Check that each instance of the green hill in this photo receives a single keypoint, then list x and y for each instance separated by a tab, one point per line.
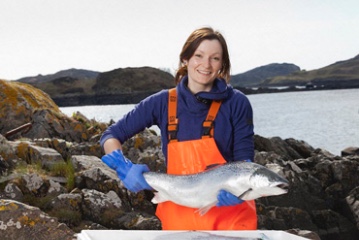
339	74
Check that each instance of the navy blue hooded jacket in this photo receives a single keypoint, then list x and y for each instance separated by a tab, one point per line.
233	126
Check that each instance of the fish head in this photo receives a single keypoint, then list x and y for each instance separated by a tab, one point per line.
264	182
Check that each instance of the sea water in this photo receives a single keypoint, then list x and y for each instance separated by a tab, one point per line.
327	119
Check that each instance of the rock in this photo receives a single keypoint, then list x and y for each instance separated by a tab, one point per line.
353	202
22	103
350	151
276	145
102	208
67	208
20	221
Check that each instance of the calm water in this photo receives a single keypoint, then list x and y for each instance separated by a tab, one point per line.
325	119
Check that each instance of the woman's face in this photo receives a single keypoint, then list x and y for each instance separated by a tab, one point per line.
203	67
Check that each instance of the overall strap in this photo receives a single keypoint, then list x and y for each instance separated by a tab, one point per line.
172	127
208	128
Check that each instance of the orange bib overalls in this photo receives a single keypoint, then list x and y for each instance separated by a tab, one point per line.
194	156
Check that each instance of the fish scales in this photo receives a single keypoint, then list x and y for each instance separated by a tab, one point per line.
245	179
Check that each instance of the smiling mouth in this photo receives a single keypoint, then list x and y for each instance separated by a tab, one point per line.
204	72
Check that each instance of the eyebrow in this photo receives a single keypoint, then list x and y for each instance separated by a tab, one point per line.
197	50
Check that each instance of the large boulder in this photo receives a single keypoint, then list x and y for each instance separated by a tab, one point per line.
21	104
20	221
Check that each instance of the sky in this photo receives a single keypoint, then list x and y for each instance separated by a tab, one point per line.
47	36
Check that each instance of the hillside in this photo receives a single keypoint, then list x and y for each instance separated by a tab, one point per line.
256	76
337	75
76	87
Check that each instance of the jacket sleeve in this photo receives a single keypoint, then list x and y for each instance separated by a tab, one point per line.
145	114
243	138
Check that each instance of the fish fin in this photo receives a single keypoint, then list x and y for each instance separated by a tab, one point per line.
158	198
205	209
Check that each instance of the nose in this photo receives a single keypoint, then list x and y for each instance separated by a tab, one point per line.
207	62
........
■ Exercise instructions: Put each line of the records above into a JSON list of strings, one string per line, with blank lines skipped. Leave the pictures out.

■ Written reply:
[
  "Check that each instance of the green hill in this photo receives a single keypoint, then list x and y for each instance separated by a tab, one point per line.",
  "339\t74",
  "Check that each instance of the navy blue hooded jacket in this photo receives a single keypoint, then list x and y for each instance separated by a tab, one point per line.",
  "233\t126",
  "Check that each instance of the fish head in this photo receives a single keypoint, then list x and y for each instance separated by a tab, one point per line.",
  "264\t182",
  "Check that each instance of the sea water in this photo receives a single keypoint, then list x and y for each instance separated by a tab, one point per line.",
  "327\t119",
  "Check that each instance of the rock in this photo receives a single keypoint, then list x and y for each instance separated by a tab, one point per line.",
  "353\t202",
  "22\t103",
  "350\t151",
  "276\t145",
  "102\t208",
  "67\t208",
  "20\t221",
  "Check that each instance of the calm water in this photo receives a single keypoint, then list x and y for each instance separated by a tab, one point per line.",
  "325\t119",
  "Check that each instance of the woman's face in this photo receives a single keypoint, then list x and y for each instance separated by a tab, one point per line.",
  "203\t67",
  "Check that each instance of the overall strap in this photo receives a single keypoint, then list x and y for each instance separated by a tab, one point per line.",
  "172\t127",
  "208\t128",
  "Check that each instance of the orange bib overalls in this photo receives a single keypoint, then list x and y for each instance separated by a tab, one point per line.",
  "194\t156",
  "Check that each instance of the fish scales in this photo receives a single keypoint, then list x and y for each instance separated by a tab, one point per line.",
  "245\t179",
  "Check that each instance of the smiling mouth in this photo receives a single keypoint, then list x and y for each instance separated by a tab, one point per line.",
  "204\t72",
  "Check that each instance of the eyebrow in this photo receives a single keypoint, then list x and y for each instance separated by a tab, one point per line.",
  "197\t50",
  "Check that each instance of the large boulder in this photo receives a single keypoint, then list x and y for each instance separated by a tab, one point per line.",
  "21\t104",
  "20\t221",
  "Check that each instance of the sky in this photo receives a single keypoint, then list x and y for each instance separated by a tab, one point per line.",
  "47\t36",
  "Check that each instance of the hillside in this photo receives a single keypoint, then list x and y for each instance separated by a tab, one point per line.",
  "256\t76",
  "337\t75",
  "76\t87",
  "Check that each instance of the jacket sleeve in this photo receives a single keypoint, then list x and y for each instance separated by a tab, one point per line.",
  "145\t114",
  "243\t138",
  "Check that each instance of the fish fin in this photo receives a single keypoint, then list x and y for each instance separated by a tab, one point per line.",
  "158\t198",
  "205\t209",
  "Check that each instance of the nose in this photo receives a single keypoint, then list x and y for each instance separated by a tab, one point per line.",
  "207\t62"
]